--- begin Material provided ---

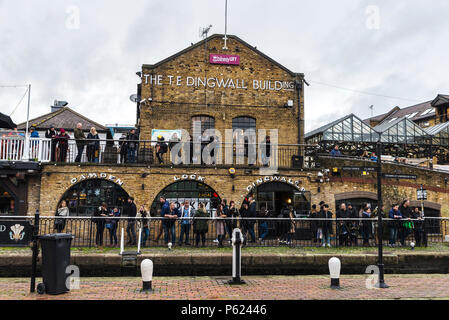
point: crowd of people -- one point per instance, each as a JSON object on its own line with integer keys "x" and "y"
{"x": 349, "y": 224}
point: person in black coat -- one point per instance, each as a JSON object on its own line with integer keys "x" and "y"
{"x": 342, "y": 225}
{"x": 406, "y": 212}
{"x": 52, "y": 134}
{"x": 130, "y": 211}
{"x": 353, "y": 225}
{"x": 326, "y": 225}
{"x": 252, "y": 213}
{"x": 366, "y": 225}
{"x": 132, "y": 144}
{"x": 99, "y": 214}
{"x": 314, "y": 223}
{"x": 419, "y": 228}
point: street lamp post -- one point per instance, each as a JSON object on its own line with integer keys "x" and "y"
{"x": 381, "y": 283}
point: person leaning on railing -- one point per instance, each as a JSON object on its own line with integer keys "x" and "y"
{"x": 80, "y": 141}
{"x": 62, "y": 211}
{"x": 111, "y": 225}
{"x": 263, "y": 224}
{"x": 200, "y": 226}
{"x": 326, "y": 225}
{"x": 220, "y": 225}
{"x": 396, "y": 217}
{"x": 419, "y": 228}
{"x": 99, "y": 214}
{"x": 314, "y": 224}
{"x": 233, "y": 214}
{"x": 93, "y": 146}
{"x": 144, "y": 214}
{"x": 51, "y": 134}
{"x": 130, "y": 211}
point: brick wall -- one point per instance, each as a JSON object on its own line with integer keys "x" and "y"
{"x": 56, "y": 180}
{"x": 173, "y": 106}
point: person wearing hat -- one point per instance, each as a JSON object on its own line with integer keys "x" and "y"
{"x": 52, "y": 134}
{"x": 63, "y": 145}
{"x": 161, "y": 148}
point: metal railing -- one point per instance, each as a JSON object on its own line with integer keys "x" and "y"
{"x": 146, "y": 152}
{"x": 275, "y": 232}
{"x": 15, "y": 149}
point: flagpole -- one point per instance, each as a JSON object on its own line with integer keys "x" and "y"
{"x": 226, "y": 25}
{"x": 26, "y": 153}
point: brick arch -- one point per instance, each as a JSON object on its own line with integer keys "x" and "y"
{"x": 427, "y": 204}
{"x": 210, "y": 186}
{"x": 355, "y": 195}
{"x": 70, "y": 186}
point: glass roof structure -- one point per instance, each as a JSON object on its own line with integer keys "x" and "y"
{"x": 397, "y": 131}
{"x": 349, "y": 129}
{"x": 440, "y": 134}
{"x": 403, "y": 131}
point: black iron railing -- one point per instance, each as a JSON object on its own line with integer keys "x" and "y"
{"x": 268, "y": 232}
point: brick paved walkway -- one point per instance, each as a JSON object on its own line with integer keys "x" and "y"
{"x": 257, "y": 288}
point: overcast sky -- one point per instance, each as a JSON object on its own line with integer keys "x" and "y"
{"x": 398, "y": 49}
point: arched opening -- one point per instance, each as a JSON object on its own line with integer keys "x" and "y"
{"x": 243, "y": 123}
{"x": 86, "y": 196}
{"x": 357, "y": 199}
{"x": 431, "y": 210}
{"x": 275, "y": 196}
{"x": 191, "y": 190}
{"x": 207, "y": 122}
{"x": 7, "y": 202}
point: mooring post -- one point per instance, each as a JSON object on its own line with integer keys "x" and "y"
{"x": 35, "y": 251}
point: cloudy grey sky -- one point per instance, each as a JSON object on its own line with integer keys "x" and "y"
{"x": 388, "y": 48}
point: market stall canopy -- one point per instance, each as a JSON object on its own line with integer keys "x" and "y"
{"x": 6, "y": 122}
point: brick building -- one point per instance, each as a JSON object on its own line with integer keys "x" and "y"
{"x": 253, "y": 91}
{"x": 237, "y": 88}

--- end Material provided ---

**Goal**. Retype the listing without any change, from the line with "point: market stall" through the last line of the listing.

**Output below**.
point: market stall canopy -- one point per instance, each as a JSON object on its own line with integer keys "x" and "y"
{"x": 6, "y": 122}
point: brick building -- one point per instance, each as a JSON object on its own line with integer keys "x" and "y"
{"x": 253, "y": 91}
{"x": 237, "y": 88}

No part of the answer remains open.